Document extract:
## Start
Review: Good Morning, Verônica (Bom Dia, Verônica)

Tania Muller in Good Morning, Veronica

Good Morning, Verônica (Bom Dia, Verônica) is a Brazilian thriller about a woman police clerk who takes on a case without authorization. Although the star of the series is a woman, it uses many tropes regarding the victimization of women – rapes, serial murders, and domestic abuse all rolled into one series.

Verônica (Tainá Müller) is a clerk in the police department. I don’t really understand her position, because with a title like that in the US, she would be administrative help. However, Verônica has a badge and a gun. When she gets interested in some rape cases where one of the victims shoots herself in the police station, she’s allowed to investigate.

The captain Wilson Carvala (Antonio Grassi) is her godfather. His friendship with her father is used to explain how she gets away with investigating things she shouldn’t actually be investigating.

Verônica’s back story is that her father was a police officer. He supposedly killed himself over a case after shooting his wife. That trauma has held Verônica back from taking the exam that would make her a detective. She has a husband and two kids and still lives in the house where she grew up and found her dead parents.

As the rape cases are resolving, an abused wife comes to Verônica’s attention. That situation drives the interlaced strands of mystery and suspense for the remainder of the episodes.

Camila Morgado in Good Morning, Veronica

The abused wife, Janete (Camila Morgado), sees Verônica on television and calls the number Verônica announces. When Verônica goes to talk to her, she won’t admit anything.

Verônica goes a little off the rails. She’s determined to save Janete. She starts chasing after the Janete case to the detriment of her job, her family, and her life.

Eduardo Moscovis in Good Morning, Veronica

Claudio (Eduardo Moscovis) is the abusive husband. He’s also a military police officer and therefore off limits.

As Verônica digs deeper and deeper into what is going on with Jenete and Claudio she uncovers serial murders and a cabal of former children from a foster home who have all gone on to become corrupt police officers, police administrators, and city officials. They don’t want Claudio’s case investigated.

Because she cannot trust the police officers around her, Verônica turns in her badge and goes vigilante. She’s going to solve this if it costs her everything – her family, her job, possibly even her life.

I watched this series to the end, but there were a lot of things that bothered me. The abuse of Janete was often psychological but was also physical and insanely evil. The camera never turned away from any of it. The murders were shown in graphic detail and the camera never turned away from them either. There was a gratuitous nude scene in the shower with Tania Muller that just felt embarrassing for her. I think I’m burned out on stories about evil men and the awful things they do to women.
## End
Directive:
Could you rewrite the review of Good Morning, Verônica from "As Verônica digs" up to and including "even her life.", changing "cabal" to "ring"?

Provided data:
## Start
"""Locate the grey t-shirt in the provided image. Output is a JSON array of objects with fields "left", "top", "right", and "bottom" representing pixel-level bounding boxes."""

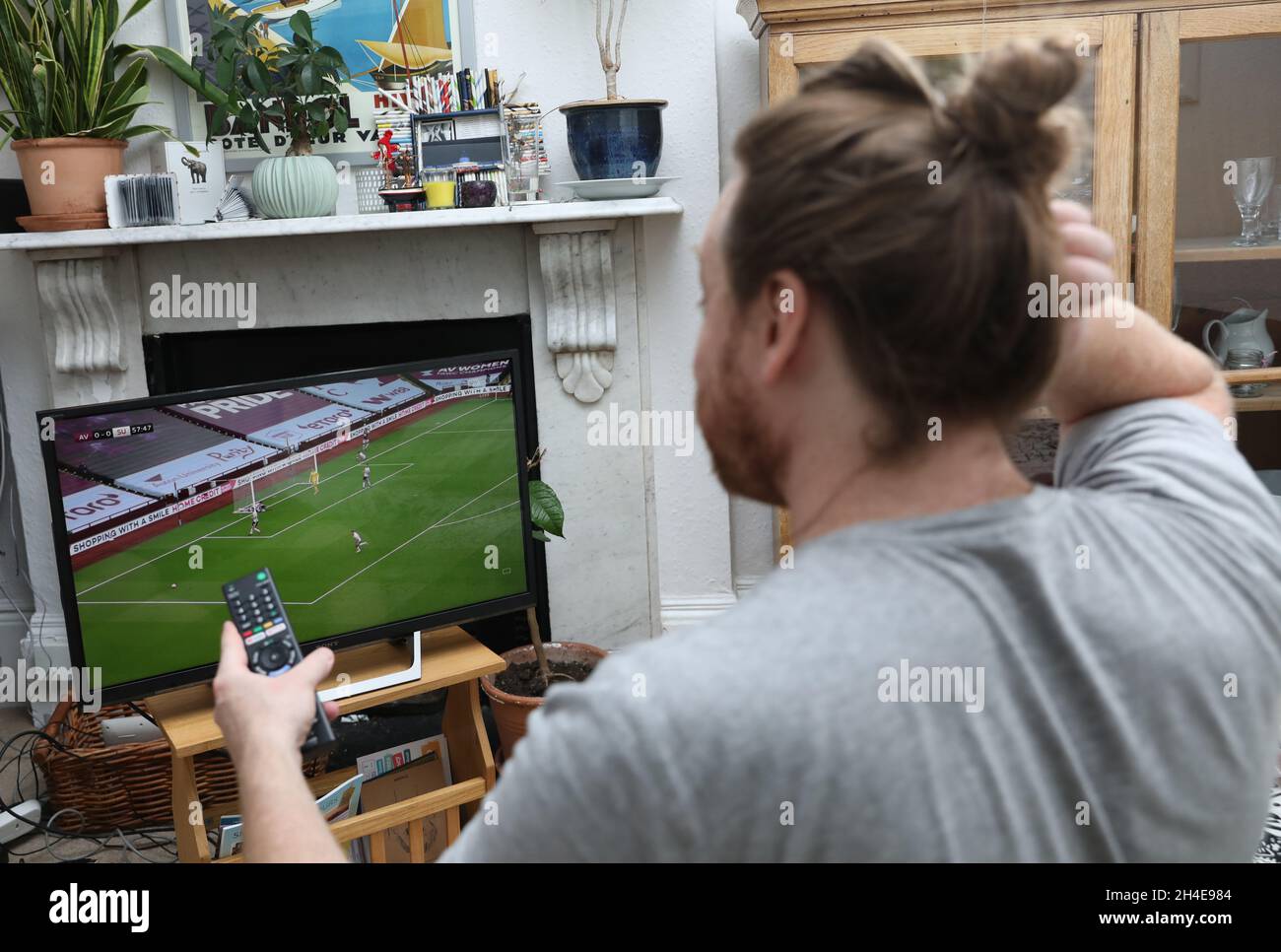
[{"left": 445, "top": 401, "right": 1281, "bottom": 861}]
## End
Answer to this exercise:
As Verônica digs deeper and deeper into what is going on with Jenete and Claudio she uncovers serial murders and a ring of former children from a foster home who have all gone on to become corrupt police officers, police administrators, and city officials. They don’t want Claudio’s case investigated.

Because she cannot trust the police officers around her, Verônica turns in her badge and goes vigilante. She’s going to solve this if it costs her everything – her family, her job, possibly even her life.